# start of Quoted passage

Around 6:30 the tornado sirens started going off, but we didn’t pay any attention. That happens often, living in Tennessee, and I was planning on starting my homework while the roomies watched American Idol. Brittany Cox ran over to our room through the rain and sirens, and we were just sitting around chilling. Then Whitney’s phone rang, and she all of a sudden said, “We’re leaving, come on!”
I assumed we were going to Ashley’s house, because that seemed safe, and I don’t know what I was thinking. So I took my time and turned off my computer in case of bad weather, shut off lights, grabbed my statistics book and my coat, and followed my impatient friends out the door. Silly stupid me–apparently the answer to my “what is the one thing you would save in a disaster?” is my stats book.
Instead of turning toward the parking lot, we went across the courtyard to a bottom floor Dodd room. I found out it was Sara Beth who had called, saying we should probably leave in case our room flooded again. We joined ten other girls in the Dodd room, and we sat around watching the storm move in on TV. Some more girls came in, until there were around 20 of us. I started doing my homework when someone recommended moving next door to a windowless room. We grabbed our stuff and relocated.
The new Dodd room was uninhabited, so we sat around and used Whitney’s texts with friends to keep us updated. After a couple minutes Bethany, RA that she is, got a call and ordered us into the bathroom. Whitney and Jo were in the bathtub with a couple other girls, and Brittany and I sat on the edge of it, the other girls crammed in around us.
I would like to mention that this whole time I was convinced this was over-exaggerated Union worry. I did not in the least think we were going to be in a tornado.

# end of Quoted passage

__What you need to do__:
1 - Using the tornado account, mark each statement yes or no and back it with the deciding words of the text: (a) The narrator took a statistics book when leaving the room. (b) The group ended up at Ashley's house. (c) Sara Beth was the one who had called.
2 - Extend the tornado account, picking up right after its final sentence.
The records that come after this text aren't needed for anything here.

# start of Dataset extract

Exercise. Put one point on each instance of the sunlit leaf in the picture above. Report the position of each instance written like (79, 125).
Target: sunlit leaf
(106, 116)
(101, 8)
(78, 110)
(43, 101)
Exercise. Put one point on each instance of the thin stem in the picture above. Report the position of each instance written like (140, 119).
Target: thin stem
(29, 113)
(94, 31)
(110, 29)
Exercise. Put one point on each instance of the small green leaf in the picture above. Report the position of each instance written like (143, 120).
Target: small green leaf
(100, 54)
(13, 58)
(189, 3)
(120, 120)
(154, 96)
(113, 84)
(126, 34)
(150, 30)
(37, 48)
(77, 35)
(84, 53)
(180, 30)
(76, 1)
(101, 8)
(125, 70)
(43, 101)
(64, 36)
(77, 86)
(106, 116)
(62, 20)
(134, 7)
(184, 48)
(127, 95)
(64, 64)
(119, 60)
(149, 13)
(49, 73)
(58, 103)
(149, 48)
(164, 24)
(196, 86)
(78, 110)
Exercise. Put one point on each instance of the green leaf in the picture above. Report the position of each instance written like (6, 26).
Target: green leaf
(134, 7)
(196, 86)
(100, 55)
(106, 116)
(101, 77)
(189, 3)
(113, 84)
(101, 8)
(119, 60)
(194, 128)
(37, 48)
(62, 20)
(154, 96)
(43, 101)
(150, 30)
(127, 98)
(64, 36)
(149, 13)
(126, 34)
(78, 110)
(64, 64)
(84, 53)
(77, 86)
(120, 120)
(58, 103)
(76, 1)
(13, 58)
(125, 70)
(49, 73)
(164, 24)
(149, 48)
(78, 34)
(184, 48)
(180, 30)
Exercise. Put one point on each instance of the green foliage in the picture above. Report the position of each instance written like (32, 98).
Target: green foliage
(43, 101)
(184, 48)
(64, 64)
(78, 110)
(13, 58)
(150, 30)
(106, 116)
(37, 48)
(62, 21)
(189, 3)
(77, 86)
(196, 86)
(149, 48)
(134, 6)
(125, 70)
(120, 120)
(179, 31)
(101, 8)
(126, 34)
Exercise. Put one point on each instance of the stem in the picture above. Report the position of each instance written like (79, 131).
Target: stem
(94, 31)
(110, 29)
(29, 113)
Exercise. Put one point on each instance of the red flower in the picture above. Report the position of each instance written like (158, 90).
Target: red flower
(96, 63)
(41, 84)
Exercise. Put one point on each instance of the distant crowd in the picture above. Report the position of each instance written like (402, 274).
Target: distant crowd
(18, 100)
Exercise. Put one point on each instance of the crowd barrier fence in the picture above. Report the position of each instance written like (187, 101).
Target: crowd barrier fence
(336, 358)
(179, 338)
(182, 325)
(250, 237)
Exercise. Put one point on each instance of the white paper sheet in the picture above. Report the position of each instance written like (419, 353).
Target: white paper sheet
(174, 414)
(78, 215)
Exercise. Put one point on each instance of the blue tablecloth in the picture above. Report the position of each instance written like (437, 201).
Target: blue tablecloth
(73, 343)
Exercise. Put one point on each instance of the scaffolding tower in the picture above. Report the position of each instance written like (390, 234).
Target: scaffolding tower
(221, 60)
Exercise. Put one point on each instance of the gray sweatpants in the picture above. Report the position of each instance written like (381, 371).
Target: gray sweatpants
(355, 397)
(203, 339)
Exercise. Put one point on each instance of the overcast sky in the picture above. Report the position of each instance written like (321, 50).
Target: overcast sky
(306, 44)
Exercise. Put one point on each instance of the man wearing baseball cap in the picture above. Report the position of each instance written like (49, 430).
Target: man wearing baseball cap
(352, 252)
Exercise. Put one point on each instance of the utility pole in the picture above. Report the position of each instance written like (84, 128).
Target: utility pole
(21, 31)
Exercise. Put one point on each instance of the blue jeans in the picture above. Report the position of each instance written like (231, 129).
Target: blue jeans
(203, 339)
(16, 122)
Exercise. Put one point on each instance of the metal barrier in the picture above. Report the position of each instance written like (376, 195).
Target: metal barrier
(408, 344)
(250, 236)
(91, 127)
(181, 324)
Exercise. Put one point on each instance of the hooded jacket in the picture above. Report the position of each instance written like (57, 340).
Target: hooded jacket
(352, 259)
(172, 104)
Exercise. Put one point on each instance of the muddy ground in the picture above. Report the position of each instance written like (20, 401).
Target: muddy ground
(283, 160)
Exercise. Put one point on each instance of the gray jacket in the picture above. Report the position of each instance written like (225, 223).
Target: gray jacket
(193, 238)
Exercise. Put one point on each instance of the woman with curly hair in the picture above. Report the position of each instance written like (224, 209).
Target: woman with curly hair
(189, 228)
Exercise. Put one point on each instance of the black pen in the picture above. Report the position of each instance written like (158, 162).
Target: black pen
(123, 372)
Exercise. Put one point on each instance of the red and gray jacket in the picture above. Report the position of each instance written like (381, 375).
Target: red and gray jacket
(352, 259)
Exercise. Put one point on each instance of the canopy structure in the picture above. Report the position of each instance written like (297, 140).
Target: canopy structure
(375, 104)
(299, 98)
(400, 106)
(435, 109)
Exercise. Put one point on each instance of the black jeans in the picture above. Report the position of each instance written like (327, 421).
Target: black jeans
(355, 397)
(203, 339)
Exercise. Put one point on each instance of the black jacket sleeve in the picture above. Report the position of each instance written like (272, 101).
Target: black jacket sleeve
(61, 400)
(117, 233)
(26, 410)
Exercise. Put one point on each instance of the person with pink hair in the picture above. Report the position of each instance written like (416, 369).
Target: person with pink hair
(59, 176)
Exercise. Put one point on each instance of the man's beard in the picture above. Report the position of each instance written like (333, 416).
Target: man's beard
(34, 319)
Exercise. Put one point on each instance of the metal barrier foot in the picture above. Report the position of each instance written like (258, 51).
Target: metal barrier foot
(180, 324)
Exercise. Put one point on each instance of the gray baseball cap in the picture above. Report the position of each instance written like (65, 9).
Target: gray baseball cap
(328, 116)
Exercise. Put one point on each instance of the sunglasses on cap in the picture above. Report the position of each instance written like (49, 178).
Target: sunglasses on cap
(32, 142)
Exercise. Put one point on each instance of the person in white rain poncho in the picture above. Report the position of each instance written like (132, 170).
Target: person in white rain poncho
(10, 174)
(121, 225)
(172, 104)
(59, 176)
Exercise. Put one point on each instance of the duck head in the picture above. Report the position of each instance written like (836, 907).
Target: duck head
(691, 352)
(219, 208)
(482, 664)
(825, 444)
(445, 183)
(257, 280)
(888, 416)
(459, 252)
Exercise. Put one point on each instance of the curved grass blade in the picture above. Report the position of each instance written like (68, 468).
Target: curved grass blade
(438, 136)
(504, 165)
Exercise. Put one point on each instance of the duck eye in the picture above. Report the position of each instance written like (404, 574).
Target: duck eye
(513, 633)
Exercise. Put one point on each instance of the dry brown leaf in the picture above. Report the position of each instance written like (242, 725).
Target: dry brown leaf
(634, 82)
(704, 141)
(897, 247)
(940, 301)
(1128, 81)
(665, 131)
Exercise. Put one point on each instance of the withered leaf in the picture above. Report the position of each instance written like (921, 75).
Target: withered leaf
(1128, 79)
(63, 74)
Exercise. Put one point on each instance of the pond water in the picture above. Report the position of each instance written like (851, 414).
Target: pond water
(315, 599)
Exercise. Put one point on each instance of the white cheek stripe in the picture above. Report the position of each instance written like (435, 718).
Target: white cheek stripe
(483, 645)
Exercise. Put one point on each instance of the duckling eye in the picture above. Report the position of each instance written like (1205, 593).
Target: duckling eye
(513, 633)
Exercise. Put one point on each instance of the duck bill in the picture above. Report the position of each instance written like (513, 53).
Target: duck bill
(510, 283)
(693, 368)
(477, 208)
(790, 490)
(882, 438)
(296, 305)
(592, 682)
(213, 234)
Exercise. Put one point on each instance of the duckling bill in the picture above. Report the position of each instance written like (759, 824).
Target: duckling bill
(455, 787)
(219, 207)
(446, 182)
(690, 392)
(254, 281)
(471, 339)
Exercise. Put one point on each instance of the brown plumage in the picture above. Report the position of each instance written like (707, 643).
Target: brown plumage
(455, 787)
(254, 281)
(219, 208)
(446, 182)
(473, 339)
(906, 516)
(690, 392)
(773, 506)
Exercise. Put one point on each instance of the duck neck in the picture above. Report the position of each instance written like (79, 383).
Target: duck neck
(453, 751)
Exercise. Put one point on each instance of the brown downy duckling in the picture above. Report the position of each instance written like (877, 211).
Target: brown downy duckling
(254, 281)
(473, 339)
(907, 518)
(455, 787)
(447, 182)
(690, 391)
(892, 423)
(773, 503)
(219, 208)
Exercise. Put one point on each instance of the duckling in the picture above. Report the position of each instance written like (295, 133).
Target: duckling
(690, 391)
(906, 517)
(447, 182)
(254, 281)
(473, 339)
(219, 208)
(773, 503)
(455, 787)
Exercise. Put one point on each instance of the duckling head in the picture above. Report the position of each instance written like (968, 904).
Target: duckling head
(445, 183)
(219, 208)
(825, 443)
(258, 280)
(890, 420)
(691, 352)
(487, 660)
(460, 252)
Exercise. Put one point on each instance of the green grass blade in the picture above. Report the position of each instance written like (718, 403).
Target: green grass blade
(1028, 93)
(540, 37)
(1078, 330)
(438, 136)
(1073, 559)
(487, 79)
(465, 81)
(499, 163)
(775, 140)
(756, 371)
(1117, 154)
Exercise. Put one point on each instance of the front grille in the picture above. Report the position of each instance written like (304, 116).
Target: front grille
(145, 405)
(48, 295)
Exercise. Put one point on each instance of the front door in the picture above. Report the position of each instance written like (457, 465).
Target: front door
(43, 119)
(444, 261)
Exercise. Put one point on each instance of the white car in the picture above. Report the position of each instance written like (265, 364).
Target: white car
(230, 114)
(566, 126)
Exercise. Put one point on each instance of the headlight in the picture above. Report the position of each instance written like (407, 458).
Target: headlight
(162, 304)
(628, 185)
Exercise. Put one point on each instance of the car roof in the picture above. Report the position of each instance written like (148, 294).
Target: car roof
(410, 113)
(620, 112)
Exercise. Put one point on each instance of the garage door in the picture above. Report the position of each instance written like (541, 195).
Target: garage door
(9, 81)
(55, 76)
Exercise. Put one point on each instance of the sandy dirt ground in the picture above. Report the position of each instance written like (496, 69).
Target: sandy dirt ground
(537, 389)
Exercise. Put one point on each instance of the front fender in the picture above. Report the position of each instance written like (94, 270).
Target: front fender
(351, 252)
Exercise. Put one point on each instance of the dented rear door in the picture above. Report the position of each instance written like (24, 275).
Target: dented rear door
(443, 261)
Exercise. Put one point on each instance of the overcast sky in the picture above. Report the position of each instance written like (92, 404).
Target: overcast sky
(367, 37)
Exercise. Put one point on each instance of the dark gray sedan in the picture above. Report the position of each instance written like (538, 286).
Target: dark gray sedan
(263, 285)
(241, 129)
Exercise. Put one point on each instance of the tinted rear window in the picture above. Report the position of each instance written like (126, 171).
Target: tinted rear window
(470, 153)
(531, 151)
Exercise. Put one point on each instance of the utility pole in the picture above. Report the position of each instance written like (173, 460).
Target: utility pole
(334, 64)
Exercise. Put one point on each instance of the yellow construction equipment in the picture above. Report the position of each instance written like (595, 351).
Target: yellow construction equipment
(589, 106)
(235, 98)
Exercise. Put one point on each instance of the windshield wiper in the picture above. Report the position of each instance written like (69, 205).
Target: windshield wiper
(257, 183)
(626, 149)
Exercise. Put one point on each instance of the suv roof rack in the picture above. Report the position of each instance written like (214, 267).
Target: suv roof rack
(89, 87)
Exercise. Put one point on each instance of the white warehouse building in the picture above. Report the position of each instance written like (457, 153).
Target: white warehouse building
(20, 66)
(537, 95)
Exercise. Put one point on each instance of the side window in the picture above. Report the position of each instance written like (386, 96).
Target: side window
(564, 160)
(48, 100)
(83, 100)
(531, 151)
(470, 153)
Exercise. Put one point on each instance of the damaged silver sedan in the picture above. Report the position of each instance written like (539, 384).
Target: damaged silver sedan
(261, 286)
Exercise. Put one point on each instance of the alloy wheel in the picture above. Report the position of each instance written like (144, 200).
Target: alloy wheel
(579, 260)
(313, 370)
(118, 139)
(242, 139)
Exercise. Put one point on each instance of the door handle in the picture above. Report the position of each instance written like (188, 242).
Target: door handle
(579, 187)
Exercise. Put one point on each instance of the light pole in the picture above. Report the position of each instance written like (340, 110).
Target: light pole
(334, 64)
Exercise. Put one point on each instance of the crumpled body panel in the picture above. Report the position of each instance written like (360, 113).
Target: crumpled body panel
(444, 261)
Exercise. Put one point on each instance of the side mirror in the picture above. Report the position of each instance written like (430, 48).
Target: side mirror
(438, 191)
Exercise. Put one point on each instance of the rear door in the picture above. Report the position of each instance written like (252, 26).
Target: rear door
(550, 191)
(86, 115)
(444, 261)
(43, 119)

# end of Dataset extract

__Task answers__:
1 -
(a) Yes: "grabbed my statistics book and my coat"
(b) No: "Instead of turning toward the parking lot, we went across the courtyard to a bottom floor Dodd room."
(c) Yes: "I found out it was Sara Beth who had called"

2 -
Someone had mentioned that drains will start sucking if a tornado is coming, and literally just one minute after we’d all gotten into the bathroom, I heard this weird sucking noise. It was at that moment that my heart started racing, and I thought, “Oh crap, I was wrong, I was so so wrong.” And then the noise got deafening, and I felt wind and rain on my back. My face was buried in Brittany’s back, and everyone was clutching at each other. I don’t know if people screamed. I don’t know if I screamed. It was too loud.
I was so sure we were going to die. I thought the entire second story had been ripped up. I was positive the pulling wind I felt was going to lift me out of the bathroom and tear me limb from limb. I worried I was going to pee my pants, and mainly I held on to Brittany, because I was not getting sucked out of that bathroom alone.
After a couple minutes the noise calmed down, so I tried to look up. My eyes stung and when I moved, stuff started falling off of me. There was insulation and wood and dust all over us. I finally got a glimpse, and where the bathtub wall ends, about five feet up, there was nothing. The ceiling was there, but near the outside wall it was gone, with pipes exposed, and the wall above the bathtub was gone. I could see the sky, and a tree. My heart would not calm down.
Jo was sobbing beside me, and one girl in the bathtub was scrambling to get out, trying to get her laptop out of the water. Some girls calmed her down, saying that wasn’t important. Everyone started freaking out, talking and crying. I just buried my face in Brittany’s back again. Then one girl started singing Amazing Grace, and Whitney joined in super loud and off key, and I sang quietly. It wasn’t until “Through many dangers, toils, and snares, I have already come. Twas grace that brought me safe thus far, and grace will bring me home” that I calmed and thought “I love this school.” Seriously, where else would you be in a disaster with a bunch of strangers, and find strength in singing a hymn?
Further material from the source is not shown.